> GIVEN REQUEST A:
In the forum thread about the DEH-80PRS pico fuse, what is the fuse's designation and where is it on the board?
> GIVEN REQUEST B:
Write out the passage of the DEH-80PRS pico fuse thread starting at "Yours would be" and ending at "is so plastic...".
> GIVEN REQUEST C:
Write what comes next in the forum thread about the DEH-80PRS pico fuse, picking up from its final line.

> EXTRACT PROVIDED:
* * * *
# Pico Fuse DEH-80PRS



## Bloodyjames (Dec 7, 2013)

After being ready to finally install my tweeters when I plugged in the RCA's I heard a very nasty buzz and harsh pops as soon as I turned on the radio, even at 0 volume. Although this is only for the set of RCA's that manage the high frequencies. Both my sub and mids just have a slight whine from the engine. So I've come to the conclusion that it's the darn pico fuse after much research. I've opened up my DEH-80prs but now it seems I can't locate the pico fuse and can't seem to find anything on this particular headunit.


----------



## Thumper26 (Sep 23, 2005)

Check this out, this may help:

Pioneer headunit pico fuse fix *56k* - HondaCivicForum.com


----------



## turbo5upra (Oct 3, 2008)

Yours would be the first I've heard of blowing one (not to say they don't suffer from it)... did you confirm by grounding the RCA's?


----------



## WestCo (Aug 19, 2012)

I think it's sad that Pioneer persists in using Pico's when they know that they have issues.
At least 7 of the guys that I talk to online have had issues with the 80prs. I think for the price it's an OK sounding deck, but they skimped on the build quality and the face is so plastic...


----------



## ATOMICTECH62 (Jan 24, 2009)

Its P251.Its the small green rectangle on the bottom of the board.


----------



## ATOMICTECH62 (Jan 24, 2009)
* * * *
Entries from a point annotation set
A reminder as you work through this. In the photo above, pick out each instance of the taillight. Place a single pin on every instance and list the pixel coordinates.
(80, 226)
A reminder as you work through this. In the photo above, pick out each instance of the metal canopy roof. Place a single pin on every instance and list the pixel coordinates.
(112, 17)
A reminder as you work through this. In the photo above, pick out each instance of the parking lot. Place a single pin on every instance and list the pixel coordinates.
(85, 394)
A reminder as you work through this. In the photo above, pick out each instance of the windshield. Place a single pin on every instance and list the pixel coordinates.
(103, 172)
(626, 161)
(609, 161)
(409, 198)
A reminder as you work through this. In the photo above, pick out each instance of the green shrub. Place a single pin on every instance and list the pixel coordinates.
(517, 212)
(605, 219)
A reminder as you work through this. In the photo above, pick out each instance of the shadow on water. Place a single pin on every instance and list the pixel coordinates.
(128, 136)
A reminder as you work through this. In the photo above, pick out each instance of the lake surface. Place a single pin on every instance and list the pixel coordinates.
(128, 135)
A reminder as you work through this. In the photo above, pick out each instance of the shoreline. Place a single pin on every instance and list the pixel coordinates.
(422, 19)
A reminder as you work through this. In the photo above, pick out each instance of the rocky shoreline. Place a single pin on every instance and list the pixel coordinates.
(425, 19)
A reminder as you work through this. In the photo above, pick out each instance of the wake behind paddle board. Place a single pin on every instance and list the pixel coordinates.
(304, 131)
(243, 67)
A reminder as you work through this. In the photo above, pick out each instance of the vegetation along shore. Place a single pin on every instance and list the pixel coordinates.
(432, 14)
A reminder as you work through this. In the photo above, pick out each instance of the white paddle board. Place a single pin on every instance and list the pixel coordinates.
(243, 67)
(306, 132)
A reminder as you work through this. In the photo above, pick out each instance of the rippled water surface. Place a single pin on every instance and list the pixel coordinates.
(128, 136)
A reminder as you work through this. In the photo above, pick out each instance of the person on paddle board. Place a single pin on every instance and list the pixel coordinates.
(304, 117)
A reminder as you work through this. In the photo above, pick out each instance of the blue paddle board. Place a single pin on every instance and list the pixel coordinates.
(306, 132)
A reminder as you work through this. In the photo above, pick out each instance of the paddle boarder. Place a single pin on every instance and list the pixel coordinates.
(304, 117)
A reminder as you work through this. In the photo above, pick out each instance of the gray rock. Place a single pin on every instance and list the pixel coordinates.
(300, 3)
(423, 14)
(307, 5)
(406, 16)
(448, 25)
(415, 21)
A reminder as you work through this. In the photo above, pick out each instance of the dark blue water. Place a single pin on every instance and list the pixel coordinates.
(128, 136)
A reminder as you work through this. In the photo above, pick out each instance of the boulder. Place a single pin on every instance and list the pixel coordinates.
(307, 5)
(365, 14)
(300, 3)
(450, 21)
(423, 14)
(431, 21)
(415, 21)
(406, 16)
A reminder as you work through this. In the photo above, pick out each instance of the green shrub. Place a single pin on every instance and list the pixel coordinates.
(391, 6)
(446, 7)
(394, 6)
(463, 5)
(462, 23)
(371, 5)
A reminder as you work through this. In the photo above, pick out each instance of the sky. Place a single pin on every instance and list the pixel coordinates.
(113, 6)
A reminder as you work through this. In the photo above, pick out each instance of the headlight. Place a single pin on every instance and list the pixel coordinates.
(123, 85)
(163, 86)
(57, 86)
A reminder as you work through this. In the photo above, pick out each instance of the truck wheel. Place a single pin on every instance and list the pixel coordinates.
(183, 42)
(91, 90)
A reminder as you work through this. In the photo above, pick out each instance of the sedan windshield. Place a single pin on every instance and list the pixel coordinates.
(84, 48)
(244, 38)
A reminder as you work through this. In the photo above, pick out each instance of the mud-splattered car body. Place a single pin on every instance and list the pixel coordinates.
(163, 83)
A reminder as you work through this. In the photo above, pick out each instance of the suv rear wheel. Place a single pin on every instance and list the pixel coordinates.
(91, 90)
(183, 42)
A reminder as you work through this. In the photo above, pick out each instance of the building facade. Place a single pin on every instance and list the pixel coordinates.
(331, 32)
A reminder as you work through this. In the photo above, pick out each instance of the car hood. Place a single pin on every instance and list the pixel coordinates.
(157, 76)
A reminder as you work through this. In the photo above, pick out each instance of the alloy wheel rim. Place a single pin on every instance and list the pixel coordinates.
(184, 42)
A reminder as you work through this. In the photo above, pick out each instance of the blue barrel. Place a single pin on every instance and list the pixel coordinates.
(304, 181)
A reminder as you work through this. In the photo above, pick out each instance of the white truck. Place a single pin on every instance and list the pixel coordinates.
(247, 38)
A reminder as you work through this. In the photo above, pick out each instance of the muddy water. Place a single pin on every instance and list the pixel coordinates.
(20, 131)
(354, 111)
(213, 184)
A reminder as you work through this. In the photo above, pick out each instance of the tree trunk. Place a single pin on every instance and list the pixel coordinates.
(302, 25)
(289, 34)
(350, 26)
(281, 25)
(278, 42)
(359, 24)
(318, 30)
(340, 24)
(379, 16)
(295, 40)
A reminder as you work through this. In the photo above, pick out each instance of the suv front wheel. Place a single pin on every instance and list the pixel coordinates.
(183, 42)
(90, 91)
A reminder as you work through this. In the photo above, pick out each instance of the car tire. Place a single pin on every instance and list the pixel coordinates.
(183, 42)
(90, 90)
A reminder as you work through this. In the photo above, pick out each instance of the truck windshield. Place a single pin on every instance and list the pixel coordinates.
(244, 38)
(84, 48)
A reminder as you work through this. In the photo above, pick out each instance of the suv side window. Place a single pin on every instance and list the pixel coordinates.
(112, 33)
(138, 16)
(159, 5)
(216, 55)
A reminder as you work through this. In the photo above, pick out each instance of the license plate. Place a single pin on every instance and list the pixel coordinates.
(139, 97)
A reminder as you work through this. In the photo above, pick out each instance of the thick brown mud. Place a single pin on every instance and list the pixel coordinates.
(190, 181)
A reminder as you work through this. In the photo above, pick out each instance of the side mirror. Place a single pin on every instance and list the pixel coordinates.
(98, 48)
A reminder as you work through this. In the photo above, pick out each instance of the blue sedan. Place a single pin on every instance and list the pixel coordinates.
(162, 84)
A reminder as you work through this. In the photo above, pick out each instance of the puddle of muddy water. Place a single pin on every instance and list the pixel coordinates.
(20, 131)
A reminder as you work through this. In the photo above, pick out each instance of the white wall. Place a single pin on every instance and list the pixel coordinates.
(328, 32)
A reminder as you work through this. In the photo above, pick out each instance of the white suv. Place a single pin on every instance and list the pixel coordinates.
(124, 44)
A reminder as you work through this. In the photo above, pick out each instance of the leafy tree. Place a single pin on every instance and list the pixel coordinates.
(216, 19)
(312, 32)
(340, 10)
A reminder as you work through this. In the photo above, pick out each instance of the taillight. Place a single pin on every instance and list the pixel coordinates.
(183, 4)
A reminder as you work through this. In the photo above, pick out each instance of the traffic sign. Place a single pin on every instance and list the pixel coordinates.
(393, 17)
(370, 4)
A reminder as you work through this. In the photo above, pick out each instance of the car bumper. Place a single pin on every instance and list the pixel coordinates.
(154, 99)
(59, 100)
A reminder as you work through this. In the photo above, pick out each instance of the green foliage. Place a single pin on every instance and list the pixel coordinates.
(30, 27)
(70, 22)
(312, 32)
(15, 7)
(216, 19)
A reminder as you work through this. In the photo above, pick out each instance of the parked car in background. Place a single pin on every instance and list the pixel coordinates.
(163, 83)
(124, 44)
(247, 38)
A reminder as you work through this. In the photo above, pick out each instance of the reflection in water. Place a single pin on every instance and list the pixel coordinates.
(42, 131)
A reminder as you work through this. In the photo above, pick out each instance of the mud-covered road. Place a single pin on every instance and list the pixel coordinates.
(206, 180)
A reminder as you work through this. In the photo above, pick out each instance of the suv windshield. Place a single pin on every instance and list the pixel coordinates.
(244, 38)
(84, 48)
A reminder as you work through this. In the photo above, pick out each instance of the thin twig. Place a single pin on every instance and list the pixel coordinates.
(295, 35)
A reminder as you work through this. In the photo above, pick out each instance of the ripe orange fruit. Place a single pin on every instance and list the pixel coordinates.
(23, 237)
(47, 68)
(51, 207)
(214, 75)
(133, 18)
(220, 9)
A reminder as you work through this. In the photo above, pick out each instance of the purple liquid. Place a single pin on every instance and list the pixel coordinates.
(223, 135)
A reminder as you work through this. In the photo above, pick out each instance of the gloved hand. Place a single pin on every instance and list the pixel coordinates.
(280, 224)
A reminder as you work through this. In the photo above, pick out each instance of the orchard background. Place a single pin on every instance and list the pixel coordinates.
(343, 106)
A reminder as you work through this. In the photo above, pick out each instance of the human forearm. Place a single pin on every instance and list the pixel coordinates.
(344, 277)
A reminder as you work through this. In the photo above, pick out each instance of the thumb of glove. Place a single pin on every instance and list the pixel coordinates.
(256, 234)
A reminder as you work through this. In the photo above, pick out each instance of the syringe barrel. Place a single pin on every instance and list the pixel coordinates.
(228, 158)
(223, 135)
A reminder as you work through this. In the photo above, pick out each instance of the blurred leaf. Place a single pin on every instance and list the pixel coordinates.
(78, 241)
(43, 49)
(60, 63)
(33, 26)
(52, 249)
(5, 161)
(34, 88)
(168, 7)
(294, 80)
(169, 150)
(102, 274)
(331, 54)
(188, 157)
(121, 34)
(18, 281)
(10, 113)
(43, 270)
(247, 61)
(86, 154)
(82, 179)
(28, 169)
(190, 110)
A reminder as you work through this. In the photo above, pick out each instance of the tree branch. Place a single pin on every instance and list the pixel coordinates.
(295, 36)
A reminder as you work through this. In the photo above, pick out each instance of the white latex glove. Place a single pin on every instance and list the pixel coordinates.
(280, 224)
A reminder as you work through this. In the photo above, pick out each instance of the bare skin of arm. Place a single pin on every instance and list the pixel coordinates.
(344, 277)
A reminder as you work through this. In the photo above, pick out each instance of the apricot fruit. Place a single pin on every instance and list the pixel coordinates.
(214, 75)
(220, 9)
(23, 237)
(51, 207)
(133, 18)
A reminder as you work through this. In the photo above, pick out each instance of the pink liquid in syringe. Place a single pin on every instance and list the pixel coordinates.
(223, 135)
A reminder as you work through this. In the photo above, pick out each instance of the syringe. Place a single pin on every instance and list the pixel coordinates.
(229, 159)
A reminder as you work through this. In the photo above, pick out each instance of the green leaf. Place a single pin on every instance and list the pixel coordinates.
* * * *
> TASK ANSWER A:
It is P251, the small green rectangle on the bottom of the board.

> TASK ANSWER B:
Yours would be the first I've heard of blowing one (not to say they don't suffer from it)... did you confirm by grounding the RCA's?


----------



## WestCo (Aug 19, 2012)

I think it's sad that Pioneer persists in using Pico's when they know that they have issues.
At least 7 of the guys that I talk to online have had issues with the 80prs. I think for the price it's an OK sounding deck, but they skimped on the build quality and the face is so plastic...

> TASK ANSWER C:
The data sheet claims that Poly switch can take up to a 40 amp max surge pulse.It only takes .75 amps to open the circuit though and it should reset once it cools.Did you check the the grounds on the Deck with an ohm meter?
To clarify a little better,the fuse is the small green rectangular piece that is located on the bottom side of the main board towards the back by the RCA plug.In the first picture you posted it is in the top left corner below the white square.


----------



## sbeezy (Nov 22, 2008)

I have the service manual Pm me if you need it!


----------



## Bloodyjames (Dec 7, 2013)

I figured as much, had a feeling it was the rectangle in green. Both the Bandpass and LPF(note they have some alternator whine now) are working but it's the HPF that get's a lot of buzz and pops. I did try grounding the cable, soldered the cable to the RCA ground, then to the chassis after scratching off the paint to no avail.


----------



## a390st (Nov 11, 2013)

I thought they resolved the pico fuse issue. I mean that I thought it wasn't an issue on this particular head unit.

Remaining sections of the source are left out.